TASK OBJECTIVE: Leaving out the images, please reproduce each line below exactly.

RECORDS FOR THIS TASK:
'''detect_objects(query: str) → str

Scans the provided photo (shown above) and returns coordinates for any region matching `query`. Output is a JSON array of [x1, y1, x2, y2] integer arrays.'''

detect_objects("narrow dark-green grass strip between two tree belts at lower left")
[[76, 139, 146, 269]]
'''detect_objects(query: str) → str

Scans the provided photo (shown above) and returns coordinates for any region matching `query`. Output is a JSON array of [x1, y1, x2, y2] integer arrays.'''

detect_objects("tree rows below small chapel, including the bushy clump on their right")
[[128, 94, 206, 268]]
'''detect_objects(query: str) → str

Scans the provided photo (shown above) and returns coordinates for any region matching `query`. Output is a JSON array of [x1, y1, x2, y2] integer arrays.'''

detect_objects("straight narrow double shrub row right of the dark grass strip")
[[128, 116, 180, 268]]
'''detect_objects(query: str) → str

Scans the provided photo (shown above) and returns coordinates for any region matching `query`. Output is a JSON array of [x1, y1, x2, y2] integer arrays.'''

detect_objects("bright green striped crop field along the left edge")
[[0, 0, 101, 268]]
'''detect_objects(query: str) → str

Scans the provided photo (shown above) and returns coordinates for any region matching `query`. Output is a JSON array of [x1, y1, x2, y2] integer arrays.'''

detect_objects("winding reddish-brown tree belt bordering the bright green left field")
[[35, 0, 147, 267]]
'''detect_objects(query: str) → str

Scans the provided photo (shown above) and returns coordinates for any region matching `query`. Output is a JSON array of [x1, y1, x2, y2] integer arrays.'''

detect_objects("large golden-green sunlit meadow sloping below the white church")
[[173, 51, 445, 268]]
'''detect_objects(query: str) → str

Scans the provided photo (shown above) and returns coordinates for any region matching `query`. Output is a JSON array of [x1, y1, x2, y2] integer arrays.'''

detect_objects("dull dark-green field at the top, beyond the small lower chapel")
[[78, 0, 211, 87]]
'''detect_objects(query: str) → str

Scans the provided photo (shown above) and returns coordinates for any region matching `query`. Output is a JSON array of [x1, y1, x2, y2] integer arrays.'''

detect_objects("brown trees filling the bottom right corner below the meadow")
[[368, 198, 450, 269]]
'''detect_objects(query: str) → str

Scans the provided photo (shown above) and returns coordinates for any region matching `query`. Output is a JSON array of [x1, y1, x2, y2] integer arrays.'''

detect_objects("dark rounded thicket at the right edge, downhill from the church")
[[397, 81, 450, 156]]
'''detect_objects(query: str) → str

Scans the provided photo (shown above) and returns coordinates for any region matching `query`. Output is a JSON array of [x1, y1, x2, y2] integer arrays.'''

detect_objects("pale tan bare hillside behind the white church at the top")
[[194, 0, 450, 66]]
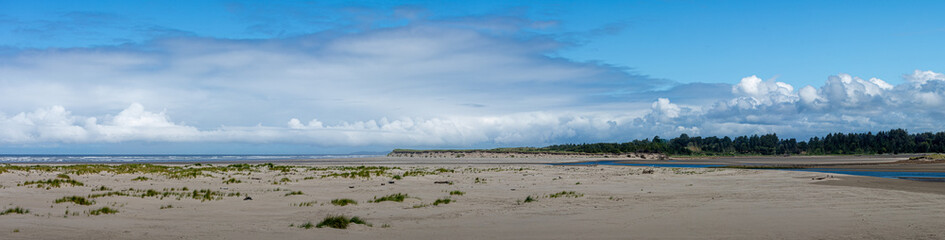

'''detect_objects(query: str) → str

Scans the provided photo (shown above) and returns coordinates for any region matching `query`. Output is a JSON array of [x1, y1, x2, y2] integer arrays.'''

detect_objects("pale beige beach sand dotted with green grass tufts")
[[0, 159, 945, 239]]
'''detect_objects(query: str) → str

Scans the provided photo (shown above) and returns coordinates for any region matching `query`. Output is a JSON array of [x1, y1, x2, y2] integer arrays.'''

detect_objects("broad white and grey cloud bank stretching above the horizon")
[[0, 12, 945, 152]]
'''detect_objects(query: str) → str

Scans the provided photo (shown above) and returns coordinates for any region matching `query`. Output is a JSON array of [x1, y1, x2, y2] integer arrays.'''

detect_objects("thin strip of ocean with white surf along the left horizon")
[[0, 154, 382, 163]]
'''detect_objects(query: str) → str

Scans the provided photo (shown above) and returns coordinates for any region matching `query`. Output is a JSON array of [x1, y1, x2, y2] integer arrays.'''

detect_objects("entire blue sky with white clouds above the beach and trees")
[[0, 0, 945, 154]]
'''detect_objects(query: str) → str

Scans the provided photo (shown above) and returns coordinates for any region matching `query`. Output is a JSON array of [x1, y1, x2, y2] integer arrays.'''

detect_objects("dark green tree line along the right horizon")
[[541, 129, 945, 155]]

EXPECTED ANSWER:
'''detect_objects(query: str) → str

Scans the provided photo (shown above) and returns coordinates for any region matching `query`. Output is a JSON array of [x1, y1, x2, y2] integer arrays.'''

detect_objects("narrow dark-green grass strip between two tree belts at lower left")
[[76, 139, 146, 269]]
'''detect_objects(query: str) → str

Scans the provided photo (shown above) and returns coordinates for any region matching `query`. Output is a JSON array of [x1, y1, x2, y2] integer arrays.'''

detect_objects("tree rows below small chapel, including the bushy clump on their right")
[[128, 94, 206, 268]]
'''detect_objects(query: str) → str

Scans the provided photo (shown above) and returns coordinates for any region matching `query`. Output is a JSON array of [x1, y1, x2, y2] integer arrays.'''

detect_objects("straight narrow double shrub row right of the dark grass strip")
[[128, 116, 180, 268]]
'''detect_objects(query: str) → str

Scans the provided photo (shown above) and returns coordinates for any region matching `query`. Output is a JSON array of [x1, y1, x2, y2] integer arrays.'''

detect_objects("bright green striped crop field along the left edge")
[[0, 0, 101, 268]]
'''detect_objects(query: str) → str

Scans the provided photo (shown above) and returns coordinates for any region matching `query`. Output is a JSON array of [x1, y1, x2, y2] integer arrays.'''

detect_objects("winding reddish-brown tree belt bordering the bright green left field")
[[35, 0, 147, 267]]
'''detect_objects(query: str) → str

Scans the provided photo (shown above) and returns coordinates for any region matching `query`. Output is a JSON array of [x1, y1, x2, y2] integer arrays.'''

detect_objects("large golden-green sunlit meadow sloping below the white church")
[[173, 51, 445, 268]]
'''detect_objects(query: str) → str

Scans the provided photo (shown above) and returns coordinates for any region matching `query`. Output is a JSON array of [x1, y1, x2, y2] integer arrays.'''

detect_objects("dull dark-green field at the top, beyond the small lower chapel")
[[78, 0, 211, 87]]
'''detect_objects(query: str) → str

Scans the provided photo (shown above) and returns coordinates for any region matching `query`. Output is a JSON array of [x1, y1, x2, y2] integer arrays.'''

detect_objects("brown trees filling the bottom right corner below the meadow")
[[368, 198, 450, 269]]
'''detect_objects(query: str) → str

Scans the provided photo (shown above) and returns coordinates for any region matching `query`. Output is a JSON array of [x1, y1, x2, y2] integer arrays.'''

detect_objects("dark rounded thicket at the right edge, downhill from the church")
[[397, 81, 450, 156]]
'''detect_objects(query: str) → str

Scans the provided photo (shown above) and returns coordinates for any region matching `query`. Output is a JSON array of [x1, y1, x2, y2] integer arrays.'''

detect_objects("pale tan bare hillside behind the white church at the top")
[[194, 0, 450, 66]]

'''detect_objects(query: str) → str

Scans the provided photo (shown above) and returns coordinates for any region matching `query`. Output is a JSON array of [x1, y1, x2, y2] integer arrays.'''

detect_objects("pale beige beach sand dotted with green grass tufts")
[[0, 159, 945, 239]]
'''detect_objects(query: str) → str

Scans the provided photo (shown above) and returns coordinates for any region matching `query`. Output is a JSON array of [x1, y1, x2, y2] integer arrays.'''

detect_objects("broad white and grey cloud bank stretching above the horizon")
[[0, 12, 945, 152]]
'''detect_objects(query: str) → str

Scans the provided photo (shown above) and returns coordinates for any region matching `query`. Output is a JSON array of [x1, y1, x2, y2] integer arrays.'''

detect_objects("thin strip of ocean with white surf along the left horizon")
[[0, 154, 382, 163]]
'''detect_objects(query: str) → str

Scans the provided photo (shown above) and returns coordinates for any region matching `query`. Output is a JSON array of [x1, y1, x2, y2] integer arrays.'''

detect_objects("entire blue sky with white clouds above the beach and trees")
[[0, 0, 945, 154]]
'''detect_objects(query: str) → str

Scans the provided photo (shown above) and returns coordinates for any region matching `query`. Output is a JSON array of [x1, y1, x2, y2] integer arrays.'''

detect_objects("dark green tree line along the right horizon")
[[541, 129, 945, 155]]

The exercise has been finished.